START Exercise data
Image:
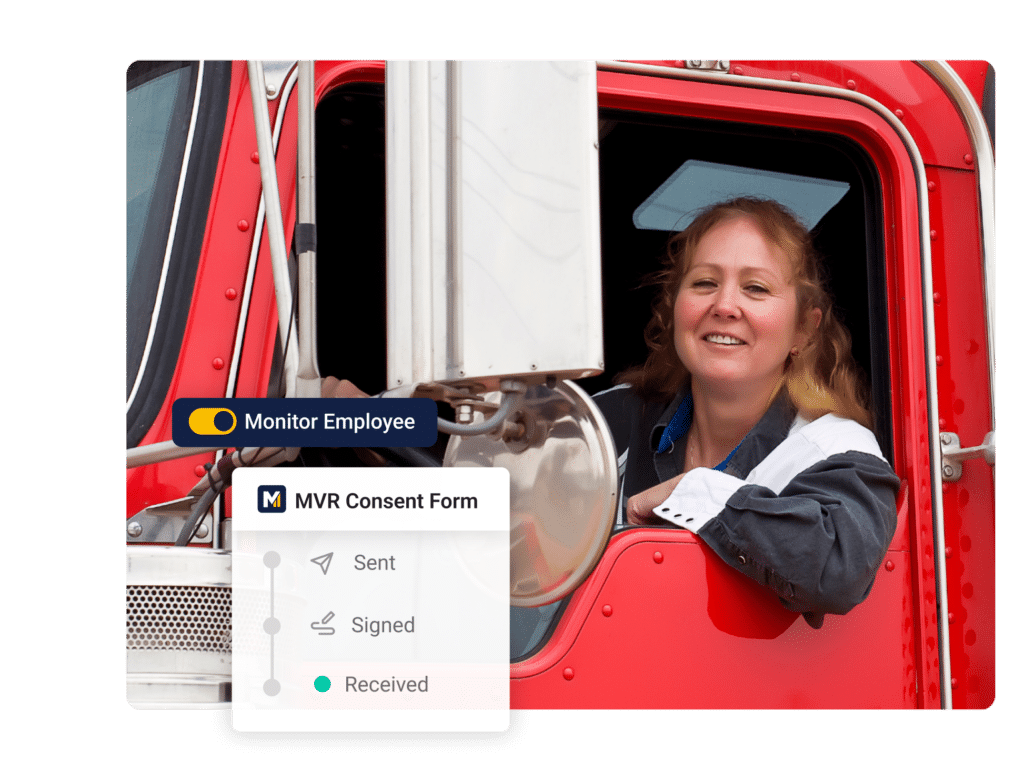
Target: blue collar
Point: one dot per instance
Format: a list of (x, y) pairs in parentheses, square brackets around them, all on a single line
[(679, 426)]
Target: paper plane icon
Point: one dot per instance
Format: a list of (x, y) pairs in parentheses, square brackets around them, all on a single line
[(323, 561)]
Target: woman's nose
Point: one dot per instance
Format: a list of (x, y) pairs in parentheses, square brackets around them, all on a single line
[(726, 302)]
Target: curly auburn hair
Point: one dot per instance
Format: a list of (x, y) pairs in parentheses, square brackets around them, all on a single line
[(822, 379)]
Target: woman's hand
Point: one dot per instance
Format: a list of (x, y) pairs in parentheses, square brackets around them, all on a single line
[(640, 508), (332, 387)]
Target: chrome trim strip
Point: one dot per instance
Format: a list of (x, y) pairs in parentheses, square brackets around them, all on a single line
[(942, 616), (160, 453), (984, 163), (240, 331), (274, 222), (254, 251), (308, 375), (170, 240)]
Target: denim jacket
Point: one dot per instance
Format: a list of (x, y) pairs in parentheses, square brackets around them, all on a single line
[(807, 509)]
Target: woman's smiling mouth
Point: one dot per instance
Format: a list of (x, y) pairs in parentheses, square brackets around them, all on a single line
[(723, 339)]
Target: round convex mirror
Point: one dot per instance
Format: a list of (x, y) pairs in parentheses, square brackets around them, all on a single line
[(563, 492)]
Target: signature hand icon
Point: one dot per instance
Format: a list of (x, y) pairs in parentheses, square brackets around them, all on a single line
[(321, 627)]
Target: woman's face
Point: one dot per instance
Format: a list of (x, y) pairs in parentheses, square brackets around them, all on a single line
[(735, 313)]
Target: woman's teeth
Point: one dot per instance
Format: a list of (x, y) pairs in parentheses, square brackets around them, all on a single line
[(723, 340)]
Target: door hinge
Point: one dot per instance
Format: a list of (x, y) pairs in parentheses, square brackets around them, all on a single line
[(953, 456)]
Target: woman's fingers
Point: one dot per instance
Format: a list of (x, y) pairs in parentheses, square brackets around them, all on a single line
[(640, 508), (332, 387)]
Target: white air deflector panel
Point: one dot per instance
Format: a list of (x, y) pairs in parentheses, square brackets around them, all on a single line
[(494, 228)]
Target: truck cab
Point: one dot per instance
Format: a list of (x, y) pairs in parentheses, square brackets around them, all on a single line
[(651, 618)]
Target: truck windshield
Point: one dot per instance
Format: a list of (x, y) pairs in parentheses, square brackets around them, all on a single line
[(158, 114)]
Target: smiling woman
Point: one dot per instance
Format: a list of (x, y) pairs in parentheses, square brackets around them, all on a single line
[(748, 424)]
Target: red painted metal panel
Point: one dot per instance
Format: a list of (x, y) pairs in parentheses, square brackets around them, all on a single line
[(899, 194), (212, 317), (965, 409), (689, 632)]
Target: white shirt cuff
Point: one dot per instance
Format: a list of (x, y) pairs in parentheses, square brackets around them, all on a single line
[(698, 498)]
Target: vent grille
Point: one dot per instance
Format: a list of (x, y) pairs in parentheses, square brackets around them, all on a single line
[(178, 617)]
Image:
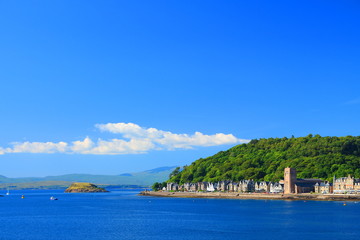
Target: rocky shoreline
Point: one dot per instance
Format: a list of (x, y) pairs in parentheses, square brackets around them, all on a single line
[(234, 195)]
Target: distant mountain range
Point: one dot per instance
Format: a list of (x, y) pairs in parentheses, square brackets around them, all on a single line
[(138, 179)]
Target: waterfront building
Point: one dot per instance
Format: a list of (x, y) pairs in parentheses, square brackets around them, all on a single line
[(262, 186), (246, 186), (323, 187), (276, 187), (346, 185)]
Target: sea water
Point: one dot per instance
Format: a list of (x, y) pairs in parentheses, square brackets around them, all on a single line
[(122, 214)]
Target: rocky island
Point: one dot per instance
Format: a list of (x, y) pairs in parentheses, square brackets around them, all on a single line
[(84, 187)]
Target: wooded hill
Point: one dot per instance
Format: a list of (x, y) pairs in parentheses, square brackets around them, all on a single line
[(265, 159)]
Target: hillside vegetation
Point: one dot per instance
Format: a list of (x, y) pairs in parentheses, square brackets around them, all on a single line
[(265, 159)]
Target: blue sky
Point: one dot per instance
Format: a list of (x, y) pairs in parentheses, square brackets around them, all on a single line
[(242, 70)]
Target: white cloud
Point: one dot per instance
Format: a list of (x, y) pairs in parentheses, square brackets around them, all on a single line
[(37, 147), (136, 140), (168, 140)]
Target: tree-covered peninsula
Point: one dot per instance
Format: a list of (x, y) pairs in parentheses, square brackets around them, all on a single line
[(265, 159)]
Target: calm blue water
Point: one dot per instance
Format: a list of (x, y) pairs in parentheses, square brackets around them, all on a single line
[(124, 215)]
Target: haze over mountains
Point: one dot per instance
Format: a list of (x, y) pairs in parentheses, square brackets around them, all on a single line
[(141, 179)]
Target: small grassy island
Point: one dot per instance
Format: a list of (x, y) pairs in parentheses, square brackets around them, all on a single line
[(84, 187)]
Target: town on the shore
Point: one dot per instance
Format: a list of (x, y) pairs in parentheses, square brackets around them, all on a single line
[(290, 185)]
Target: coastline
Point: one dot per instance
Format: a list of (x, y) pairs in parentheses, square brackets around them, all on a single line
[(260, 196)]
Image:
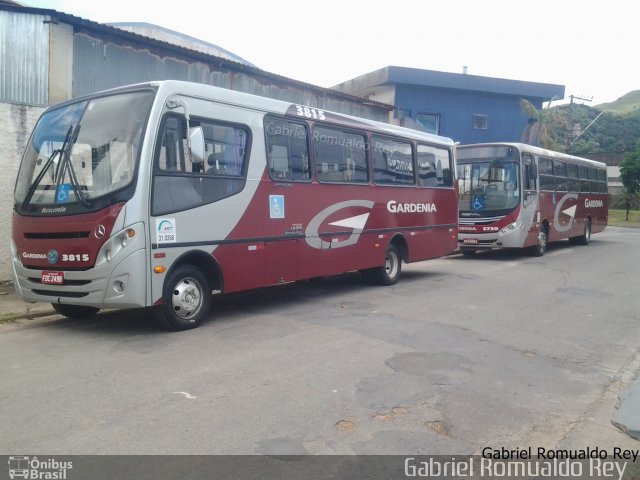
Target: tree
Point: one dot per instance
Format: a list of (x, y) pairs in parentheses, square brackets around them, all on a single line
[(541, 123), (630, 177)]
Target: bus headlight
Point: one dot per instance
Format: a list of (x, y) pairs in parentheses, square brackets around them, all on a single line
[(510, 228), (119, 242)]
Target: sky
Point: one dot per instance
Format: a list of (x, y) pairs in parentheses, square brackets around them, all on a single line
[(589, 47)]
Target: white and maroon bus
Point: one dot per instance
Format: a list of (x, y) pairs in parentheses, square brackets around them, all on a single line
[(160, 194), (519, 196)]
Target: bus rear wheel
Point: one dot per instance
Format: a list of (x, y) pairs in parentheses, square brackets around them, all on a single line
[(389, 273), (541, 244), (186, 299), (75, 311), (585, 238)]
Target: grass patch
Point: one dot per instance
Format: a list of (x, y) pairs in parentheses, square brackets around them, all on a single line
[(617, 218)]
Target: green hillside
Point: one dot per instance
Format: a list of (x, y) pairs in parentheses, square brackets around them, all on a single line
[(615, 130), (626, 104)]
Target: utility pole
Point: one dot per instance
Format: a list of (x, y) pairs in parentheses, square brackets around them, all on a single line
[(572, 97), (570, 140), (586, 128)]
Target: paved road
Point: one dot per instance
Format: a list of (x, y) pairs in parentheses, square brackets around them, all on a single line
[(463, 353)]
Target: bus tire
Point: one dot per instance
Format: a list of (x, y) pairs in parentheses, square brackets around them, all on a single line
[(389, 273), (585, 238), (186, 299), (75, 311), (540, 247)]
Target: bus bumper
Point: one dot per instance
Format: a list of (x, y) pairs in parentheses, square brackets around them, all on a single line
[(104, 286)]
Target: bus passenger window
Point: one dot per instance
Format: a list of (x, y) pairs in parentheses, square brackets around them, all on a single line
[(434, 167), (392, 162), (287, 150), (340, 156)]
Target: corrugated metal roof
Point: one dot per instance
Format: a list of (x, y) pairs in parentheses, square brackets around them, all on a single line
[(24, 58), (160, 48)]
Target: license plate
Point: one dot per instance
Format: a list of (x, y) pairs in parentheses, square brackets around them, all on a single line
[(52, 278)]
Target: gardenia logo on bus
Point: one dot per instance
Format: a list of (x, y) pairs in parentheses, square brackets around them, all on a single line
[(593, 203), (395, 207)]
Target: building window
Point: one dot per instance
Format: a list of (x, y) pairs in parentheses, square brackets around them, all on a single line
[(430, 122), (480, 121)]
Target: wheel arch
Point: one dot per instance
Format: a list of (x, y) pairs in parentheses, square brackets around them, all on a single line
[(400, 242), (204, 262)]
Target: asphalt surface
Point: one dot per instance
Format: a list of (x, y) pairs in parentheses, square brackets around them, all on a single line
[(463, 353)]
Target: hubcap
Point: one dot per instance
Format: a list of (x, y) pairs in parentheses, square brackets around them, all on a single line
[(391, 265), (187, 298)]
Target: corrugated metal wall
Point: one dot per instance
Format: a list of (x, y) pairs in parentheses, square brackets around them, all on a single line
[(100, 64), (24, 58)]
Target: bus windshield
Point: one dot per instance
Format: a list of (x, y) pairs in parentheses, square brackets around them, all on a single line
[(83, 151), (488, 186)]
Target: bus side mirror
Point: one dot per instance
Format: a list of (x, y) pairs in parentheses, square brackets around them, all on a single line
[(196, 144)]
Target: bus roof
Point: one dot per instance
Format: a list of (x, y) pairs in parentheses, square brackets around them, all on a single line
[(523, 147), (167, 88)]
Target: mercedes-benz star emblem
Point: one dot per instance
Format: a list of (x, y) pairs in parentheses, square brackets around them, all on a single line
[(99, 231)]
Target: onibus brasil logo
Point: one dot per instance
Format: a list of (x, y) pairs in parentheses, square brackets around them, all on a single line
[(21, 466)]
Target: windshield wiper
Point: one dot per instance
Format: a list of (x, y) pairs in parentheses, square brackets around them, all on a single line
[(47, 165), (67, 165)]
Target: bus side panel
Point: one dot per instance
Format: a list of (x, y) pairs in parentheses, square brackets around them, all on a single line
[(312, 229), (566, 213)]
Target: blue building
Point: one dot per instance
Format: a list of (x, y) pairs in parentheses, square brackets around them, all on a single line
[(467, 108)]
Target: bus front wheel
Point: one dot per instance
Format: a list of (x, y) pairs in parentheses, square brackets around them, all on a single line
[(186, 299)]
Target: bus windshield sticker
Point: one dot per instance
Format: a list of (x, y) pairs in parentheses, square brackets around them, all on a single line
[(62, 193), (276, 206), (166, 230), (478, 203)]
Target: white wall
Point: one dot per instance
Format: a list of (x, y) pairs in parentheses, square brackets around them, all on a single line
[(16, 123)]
END Exercise data
Problem: Please report, as a bare number, how many lines of the data contain the word "metal".

Exercise answer: 3